_What is being asked:_ Going line by line through the entries below, tally those that hold the string "pier". Give only the total.
══════════════════════════════
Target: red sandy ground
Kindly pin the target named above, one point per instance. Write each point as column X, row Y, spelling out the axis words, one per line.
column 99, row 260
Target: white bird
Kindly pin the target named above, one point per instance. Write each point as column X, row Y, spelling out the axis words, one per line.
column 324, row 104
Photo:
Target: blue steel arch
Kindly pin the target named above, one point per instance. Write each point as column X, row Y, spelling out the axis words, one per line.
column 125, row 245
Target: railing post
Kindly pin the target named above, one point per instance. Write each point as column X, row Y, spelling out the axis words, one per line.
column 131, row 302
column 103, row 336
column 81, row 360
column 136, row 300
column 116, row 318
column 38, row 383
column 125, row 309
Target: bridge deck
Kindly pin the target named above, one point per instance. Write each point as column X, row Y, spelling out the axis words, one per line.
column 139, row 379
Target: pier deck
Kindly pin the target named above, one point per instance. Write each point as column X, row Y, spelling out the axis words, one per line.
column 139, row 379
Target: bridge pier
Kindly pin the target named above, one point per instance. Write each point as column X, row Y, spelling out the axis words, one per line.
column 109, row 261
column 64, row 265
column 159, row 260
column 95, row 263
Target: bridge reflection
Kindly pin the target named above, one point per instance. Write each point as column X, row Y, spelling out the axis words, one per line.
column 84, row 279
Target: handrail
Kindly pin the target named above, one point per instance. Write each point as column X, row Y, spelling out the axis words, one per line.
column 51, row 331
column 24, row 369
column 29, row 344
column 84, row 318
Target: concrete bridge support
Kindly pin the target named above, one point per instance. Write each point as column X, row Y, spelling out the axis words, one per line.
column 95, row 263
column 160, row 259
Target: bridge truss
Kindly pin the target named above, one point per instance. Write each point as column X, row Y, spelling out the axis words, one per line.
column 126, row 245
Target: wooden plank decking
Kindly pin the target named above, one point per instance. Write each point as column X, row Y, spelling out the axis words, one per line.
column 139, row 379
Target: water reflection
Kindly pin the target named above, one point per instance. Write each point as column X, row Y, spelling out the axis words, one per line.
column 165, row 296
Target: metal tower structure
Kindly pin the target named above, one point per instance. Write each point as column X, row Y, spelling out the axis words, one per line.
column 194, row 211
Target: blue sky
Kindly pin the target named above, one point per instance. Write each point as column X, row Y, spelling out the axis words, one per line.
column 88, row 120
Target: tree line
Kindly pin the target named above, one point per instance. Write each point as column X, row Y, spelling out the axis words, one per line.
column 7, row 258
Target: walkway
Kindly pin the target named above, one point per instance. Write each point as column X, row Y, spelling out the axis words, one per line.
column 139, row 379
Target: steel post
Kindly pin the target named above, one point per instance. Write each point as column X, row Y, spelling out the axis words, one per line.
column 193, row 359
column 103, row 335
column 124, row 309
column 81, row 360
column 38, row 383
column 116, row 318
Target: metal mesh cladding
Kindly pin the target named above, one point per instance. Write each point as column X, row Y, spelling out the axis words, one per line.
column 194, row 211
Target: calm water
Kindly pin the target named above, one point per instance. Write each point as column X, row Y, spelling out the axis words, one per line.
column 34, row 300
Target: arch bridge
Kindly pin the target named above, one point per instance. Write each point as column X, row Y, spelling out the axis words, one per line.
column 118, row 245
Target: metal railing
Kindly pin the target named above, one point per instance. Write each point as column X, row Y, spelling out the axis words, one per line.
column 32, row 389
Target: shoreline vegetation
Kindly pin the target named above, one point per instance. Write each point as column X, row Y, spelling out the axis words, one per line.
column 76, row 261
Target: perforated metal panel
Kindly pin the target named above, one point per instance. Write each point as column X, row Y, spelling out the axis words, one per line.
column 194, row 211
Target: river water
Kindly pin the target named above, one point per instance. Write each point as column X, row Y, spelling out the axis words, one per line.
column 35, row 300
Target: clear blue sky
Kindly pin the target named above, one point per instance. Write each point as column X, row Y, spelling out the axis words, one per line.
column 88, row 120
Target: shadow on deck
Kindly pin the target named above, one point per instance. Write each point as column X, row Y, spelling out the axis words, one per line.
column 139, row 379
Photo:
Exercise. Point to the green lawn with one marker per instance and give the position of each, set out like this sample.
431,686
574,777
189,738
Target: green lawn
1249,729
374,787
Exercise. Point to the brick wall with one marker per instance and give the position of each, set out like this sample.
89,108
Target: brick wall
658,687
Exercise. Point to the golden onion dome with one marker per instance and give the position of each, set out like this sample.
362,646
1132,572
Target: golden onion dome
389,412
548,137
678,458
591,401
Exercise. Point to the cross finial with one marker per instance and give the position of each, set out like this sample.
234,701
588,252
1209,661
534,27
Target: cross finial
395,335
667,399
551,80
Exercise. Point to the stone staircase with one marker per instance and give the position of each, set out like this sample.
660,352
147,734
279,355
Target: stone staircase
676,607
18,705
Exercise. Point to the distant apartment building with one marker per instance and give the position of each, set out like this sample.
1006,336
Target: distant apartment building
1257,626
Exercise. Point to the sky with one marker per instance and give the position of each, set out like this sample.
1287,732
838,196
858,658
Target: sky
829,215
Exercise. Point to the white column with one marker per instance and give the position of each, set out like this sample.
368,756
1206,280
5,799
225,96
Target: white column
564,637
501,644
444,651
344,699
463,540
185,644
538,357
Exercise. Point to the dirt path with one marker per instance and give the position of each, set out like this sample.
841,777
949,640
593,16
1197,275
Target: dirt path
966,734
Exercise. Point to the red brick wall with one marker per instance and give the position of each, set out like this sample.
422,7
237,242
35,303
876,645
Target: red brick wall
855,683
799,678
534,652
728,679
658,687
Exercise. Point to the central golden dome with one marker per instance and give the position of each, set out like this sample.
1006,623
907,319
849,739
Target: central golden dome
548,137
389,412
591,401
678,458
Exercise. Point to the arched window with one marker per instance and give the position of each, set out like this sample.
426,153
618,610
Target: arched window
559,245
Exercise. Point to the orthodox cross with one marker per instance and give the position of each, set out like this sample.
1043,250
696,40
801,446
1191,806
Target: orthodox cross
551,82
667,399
══════════════════════════════
_Result of the task:_ 2